*Do this:* Report every line of the material below that contains the word "wearing", copying each such line in full. Case counts, so a line matches only if the capitalization is the same.

*Records to use:*
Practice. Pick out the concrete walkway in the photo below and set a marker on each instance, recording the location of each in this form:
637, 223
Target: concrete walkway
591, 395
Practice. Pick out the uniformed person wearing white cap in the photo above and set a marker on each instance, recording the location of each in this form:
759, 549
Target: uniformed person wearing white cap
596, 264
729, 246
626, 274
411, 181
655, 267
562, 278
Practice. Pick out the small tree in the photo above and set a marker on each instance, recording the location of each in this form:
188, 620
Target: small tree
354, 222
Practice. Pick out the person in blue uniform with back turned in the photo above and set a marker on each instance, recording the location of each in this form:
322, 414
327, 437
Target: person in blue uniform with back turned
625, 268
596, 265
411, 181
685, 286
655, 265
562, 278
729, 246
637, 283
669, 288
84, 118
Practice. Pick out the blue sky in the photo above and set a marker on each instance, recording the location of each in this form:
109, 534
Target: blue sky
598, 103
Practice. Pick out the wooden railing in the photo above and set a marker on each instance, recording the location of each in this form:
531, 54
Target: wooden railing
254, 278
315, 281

...

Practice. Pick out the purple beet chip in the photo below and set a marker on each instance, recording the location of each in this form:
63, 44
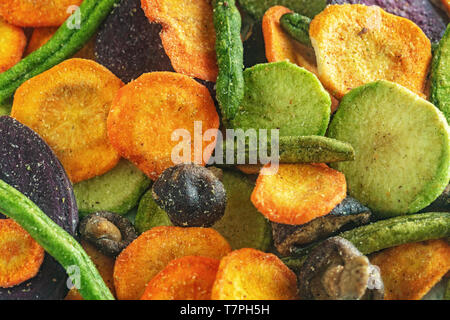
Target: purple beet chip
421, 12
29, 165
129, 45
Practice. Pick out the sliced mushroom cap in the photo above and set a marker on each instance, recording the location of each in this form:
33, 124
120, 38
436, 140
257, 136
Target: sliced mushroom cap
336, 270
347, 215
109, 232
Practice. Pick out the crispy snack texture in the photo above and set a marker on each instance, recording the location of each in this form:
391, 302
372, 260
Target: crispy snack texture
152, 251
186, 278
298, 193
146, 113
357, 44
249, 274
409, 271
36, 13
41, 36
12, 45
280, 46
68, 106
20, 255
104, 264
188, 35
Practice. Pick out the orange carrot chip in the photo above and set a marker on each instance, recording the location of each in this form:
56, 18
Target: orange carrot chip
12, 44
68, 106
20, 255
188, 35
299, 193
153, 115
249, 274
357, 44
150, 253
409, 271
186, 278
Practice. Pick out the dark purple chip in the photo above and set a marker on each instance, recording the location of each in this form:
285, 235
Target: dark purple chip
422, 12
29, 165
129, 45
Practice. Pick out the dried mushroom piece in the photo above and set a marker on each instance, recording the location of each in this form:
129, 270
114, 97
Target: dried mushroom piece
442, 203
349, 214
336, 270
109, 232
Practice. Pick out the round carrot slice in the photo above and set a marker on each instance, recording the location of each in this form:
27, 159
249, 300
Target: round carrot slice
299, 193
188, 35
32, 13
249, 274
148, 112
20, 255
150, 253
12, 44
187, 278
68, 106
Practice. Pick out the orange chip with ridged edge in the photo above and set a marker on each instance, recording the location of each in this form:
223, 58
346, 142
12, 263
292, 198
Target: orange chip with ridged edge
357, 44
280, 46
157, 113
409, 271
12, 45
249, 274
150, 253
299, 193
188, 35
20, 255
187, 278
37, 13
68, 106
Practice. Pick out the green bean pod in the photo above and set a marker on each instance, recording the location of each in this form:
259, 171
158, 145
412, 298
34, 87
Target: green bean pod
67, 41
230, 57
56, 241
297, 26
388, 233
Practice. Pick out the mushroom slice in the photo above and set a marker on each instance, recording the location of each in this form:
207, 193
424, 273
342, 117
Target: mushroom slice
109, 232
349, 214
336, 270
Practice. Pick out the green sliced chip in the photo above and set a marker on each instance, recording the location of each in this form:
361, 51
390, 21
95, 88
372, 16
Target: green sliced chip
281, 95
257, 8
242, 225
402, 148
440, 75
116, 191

*Task result:*
Practice. Pick out the uniformed person wearing white cap in the photo above and set a marker on each instance, recording the location of each in this form:
Target: uniformed person wearing white cap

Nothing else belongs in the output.